• **Отрывок**:
:::

Испытание совести ПОЧЕМУ ПИСАТЕЛЬ-ФРОНТОВИК ВЯЧЕСЛАВ КОНДРАТЬЕВ ПОКОНЧИЛ С СОБОЙ

Испытание совести

ПОЧЕМУ ПИСАТЕЛЬ-ФРОНТОВИК ВЯЧЕСЛАВ КОНДРАТЬЕВ ПОКОНЧИЛ С СОБОЙ

Нынче всем известно, что литературный мир наш, как и общество в целом, драматически расколот. Проявления бывают – безо всяких преувеличений! – ужасными.

Раскол жестко поставил по разные стороны литературно-политических баррикад даже бывших фронтовиков, которые, казалось бы, навсегда должны быть спаяны общей кровью, пролитой в тяжелейшие для Родины годы. Но – нет: демократы, патриоты… Скажем, Григорий Бакланов и Юрий Бондарев, оба лейтенанты военных лет, сегодня никогда и ни в чем не бывают вместе.

Писатель Вячеслав Леонидович Кондратьев был с теми, кто назвал себя демократами.

Записки его с объяснением причин добровольного ухода из жизни у нас нет. Но он оставил многочисленные статьи и интервью, где излил состояние своей души в те неимоверно тяжелые для него два года.

… Мы сидим с его вдовой в их квартире – в кабинете, где Нина Александровна сохраняет все так, как было при нем. Словно бы приготовленная для работы машинка, стопки книг с закладками, огромные кипы газет и журналов на низком столике перед широким диваном.

Сидя на нем, мы и разговаривали с Вячеславом Леонидовичем весной памятного 1991-го, когда я несколько раз приезжал сюда, чтобы подготовить беседу с ним для «Правды» – к 50-летию начала Великой Отечественной. Тогда, на излете горбачевской перестройки, многое из нашего прошлого уже было в корне пересмотрено. Всё большим переоценкам подвергались и военные годы. И хотелось услышать в связи с этим мысли о войне человека, который прошел ее в самой трудной, солдатской должности и на одном из самых трудных участков – на набухшей кровью ржевской земле, о чем поведал потом с такой неприкрашенной правдой в своих повестях и рассказах.

– Народным подвигом была вся война, – сказал он, и в этом главном о войне мы были едины.

Спорили о другом. О нашем сегодняшнем и завтрашнем дне. Если кратко сказать, у меня тут в оценке преобладала тревога, у него – радость ожидания и надежды. Не принимавший КПСС и существовавшую государственную систему, давно находившийся, по его признанию, во внутренней оппозиции к ним, он был всецело захвачен ощущением их близкого конца. Когда же я говорил о настораживающем, доходящем до безумства радикализме ельцинского толка, который способен разнести общество вдрызг, он внимательно слушал, но не соглашался:

– Обойдется. Главное – систему изменить. Главное – выйти нам из загона.

:::

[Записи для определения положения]

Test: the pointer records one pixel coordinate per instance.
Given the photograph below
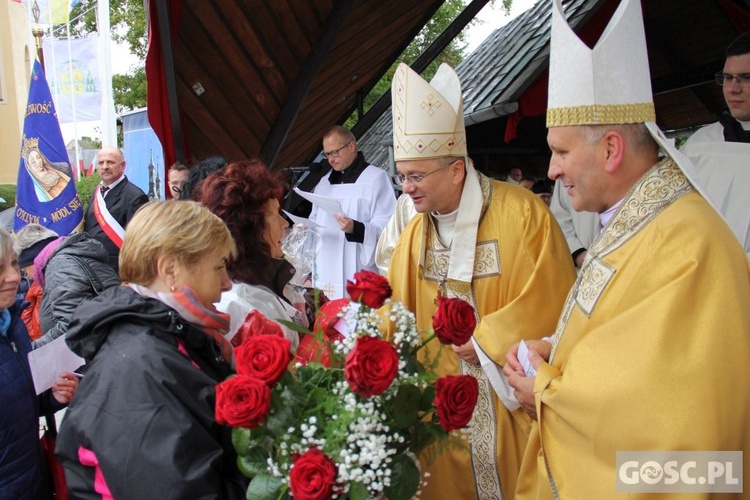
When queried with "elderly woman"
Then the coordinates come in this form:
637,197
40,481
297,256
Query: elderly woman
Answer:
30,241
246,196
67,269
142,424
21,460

:::

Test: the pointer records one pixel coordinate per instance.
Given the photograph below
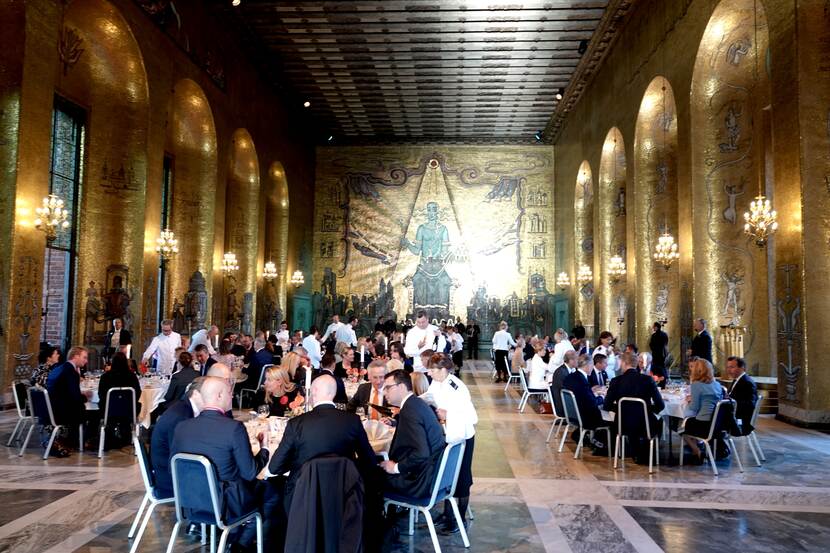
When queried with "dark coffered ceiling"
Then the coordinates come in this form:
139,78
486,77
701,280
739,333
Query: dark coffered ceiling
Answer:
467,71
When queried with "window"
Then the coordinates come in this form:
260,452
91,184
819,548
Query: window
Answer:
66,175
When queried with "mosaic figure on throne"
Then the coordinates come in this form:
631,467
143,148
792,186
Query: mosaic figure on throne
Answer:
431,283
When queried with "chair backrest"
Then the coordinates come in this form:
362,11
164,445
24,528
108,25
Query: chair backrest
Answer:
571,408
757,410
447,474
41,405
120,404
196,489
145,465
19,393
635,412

:::

• **Задания**:
#1 Перепечатайте из отрывка о Вячеславе Кондратьеве отрезок от слов «Испытание совести ПОЧЕМУ» до слов «назвал себя демократами.» включительно.
#2 Для какой газеты автор отрывка о Вячеславе Кондратьеве готовил беседу с ним весной 1991 года?

• **Ответы по заданиям**:
#1
Испытание совести ПОЧЕМУ ПИСАТЕЛЬ-ФРОНТОВИК ВЯЧЕСЛАВ КОНДРАТЬЕВ ПОКОНЧИЛ С СОБОЙ

Испытание совести

ПОЧЕМУ ПИСАТЕЛЬ-ФРОНТОВИК ВЯЧЕСЛАВ КОНДРАТЬЕВ ПОКОНЧИЛ С СОБОЙ

Нынче всем известно, что литературный мир наш, как и общество в целом, драматически расколот. Проявления бывают – безо всяких преувеличений! – ужасными.

Раскол жестко поставил по разные стороны литературно-политических баррикад даже бывших фронтовиков, которые, казалось бы, навсегда должны быть спаяны общей кровью, пролитой в тяжелейшие для Родины годы. Но – нет: демократы, патриоты… Скажем, Григорий Бакланов и Юрий Бондарев, оба лейтенанты военных лет, сегодня никогда и ни в чем не бывают вместе.

Писатель Вячеслав Леонидович Кондратьев был с теми, кто назвал себя демократами.

#2 Для «Правды».